[TASK] Write each line exactly as it stands, from the line containing "Mark one point on every instance of the soldier" through the end of the data.

[SOURCE DATA]
╔══

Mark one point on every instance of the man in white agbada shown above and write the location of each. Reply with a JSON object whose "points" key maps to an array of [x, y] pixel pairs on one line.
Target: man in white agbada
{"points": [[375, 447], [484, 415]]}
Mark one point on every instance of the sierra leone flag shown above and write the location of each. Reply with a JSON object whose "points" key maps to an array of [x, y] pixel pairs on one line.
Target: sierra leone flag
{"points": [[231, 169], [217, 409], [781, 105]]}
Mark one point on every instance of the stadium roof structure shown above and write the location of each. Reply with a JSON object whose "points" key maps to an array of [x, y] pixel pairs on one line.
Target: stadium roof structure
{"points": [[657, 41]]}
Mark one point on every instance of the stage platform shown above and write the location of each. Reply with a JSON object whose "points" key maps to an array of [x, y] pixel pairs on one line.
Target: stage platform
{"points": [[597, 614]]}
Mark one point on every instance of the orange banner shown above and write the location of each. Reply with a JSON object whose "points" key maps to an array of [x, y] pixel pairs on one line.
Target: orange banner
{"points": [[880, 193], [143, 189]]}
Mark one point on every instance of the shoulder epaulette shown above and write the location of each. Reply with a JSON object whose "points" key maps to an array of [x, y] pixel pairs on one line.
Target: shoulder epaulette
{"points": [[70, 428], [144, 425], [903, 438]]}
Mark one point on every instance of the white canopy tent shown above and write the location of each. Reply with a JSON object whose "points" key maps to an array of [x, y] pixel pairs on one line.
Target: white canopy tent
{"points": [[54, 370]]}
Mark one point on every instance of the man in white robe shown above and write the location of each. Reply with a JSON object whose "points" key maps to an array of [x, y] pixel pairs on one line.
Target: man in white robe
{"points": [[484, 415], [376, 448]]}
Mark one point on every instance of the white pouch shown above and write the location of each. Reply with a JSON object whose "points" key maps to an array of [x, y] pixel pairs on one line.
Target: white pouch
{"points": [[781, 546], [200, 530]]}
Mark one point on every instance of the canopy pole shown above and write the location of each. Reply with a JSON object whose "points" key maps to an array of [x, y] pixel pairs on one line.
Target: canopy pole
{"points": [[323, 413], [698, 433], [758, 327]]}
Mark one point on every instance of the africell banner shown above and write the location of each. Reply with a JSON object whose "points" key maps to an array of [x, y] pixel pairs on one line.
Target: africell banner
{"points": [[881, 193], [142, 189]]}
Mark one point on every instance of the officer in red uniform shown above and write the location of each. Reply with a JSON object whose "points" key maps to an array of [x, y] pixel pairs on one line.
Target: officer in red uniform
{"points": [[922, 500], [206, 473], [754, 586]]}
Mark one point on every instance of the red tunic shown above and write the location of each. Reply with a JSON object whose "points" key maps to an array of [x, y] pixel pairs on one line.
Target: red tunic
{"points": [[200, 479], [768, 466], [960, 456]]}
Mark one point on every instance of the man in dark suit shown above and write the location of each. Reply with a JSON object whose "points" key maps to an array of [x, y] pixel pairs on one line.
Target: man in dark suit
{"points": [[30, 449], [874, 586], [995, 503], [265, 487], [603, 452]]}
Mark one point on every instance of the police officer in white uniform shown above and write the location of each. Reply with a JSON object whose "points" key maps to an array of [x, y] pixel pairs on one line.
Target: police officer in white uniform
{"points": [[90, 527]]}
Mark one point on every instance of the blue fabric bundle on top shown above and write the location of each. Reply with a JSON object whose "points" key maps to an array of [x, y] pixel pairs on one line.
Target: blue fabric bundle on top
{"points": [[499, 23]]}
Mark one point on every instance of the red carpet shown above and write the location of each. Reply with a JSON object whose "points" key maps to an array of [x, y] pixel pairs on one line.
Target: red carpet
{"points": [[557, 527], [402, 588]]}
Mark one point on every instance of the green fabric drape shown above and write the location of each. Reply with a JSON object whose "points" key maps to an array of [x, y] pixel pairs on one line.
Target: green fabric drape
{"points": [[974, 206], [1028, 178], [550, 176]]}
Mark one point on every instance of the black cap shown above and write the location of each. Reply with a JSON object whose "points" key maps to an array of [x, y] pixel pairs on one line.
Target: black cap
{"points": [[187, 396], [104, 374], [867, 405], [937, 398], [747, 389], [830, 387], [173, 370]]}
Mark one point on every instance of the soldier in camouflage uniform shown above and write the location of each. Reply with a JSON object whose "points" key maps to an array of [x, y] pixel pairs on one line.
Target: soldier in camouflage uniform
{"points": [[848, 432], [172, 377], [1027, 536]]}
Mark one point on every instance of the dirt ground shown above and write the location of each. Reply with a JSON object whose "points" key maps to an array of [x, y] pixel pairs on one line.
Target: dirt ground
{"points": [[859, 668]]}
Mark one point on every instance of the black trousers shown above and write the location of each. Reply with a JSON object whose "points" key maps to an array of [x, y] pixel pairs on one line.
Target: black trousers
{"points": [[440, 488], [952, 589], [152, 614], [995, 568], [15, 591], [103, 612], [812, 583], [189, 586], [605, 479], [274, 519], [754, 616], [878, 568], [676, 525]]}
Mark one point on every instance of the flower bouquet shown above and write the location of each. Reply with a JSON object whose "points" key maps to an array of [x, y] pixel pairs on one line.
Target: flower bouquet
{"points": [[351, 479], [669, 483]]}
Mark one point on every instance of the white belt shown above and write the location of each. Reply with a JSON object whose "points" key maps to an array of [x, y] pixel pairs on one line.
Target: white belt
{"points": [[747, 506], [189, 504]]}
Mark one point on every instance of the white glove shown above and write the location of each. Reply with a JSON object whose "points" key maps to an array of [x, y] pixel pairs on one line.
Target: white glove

╚══

[RESULT]
Mark one point on every instance of the soldier in camouflage uniform shown above and write the location of each. Reply with a JSON object whose "points" key maps to an array of [x, y] pixel pairs on one line.
Target: soldier in camouflage uniform
{"points": [[848, 432], [172, 377], [1027, 536]]}
Mark one point on every instance of the dirt ground shown above and write the location of each. Reply with a JSON object whose "points" key maps to an array of [x, y] pixel pairs on one line.
Target: dirt ground
{"points": [[859, 668]]}
Mark one point on every instance of the black trousers shown above and write the location of each. Reply with a JSON object whose "points" key maps to an array of [x, y] pixel pairs on one line.
Target: black trousers
{"points": [[440, 488], [952, 589], [152, 614], [995, 568], [15, 591], [103, 612], [812, 583], [189, 586], [605, 479], [274, 519], [754, 616], [878, 568], [676, 525]]}
Mark one point on every instance of the flower bouquet shown above and write the location of each. Reply with a JSON object whose "points" key maps to an array of [x, y] pixel pairs on one line.
Target: flower bouquet
{"points": [[351, 479], [669, 483]]}
Mark one point on every instance of the white belt shown above and write the location of each. Reply with a JSON object whose "points" key maps to an array of [x, y] pixel pairs on one line.
Target: white belt
{"points": [[747, 506], [189, 504]]}
Mark one point on every instance of the white glove shown above and write the location of each. Reply with a JSON object whose "points" key maps to an array of [x, y] pixel pairs on one line.
Target: white glove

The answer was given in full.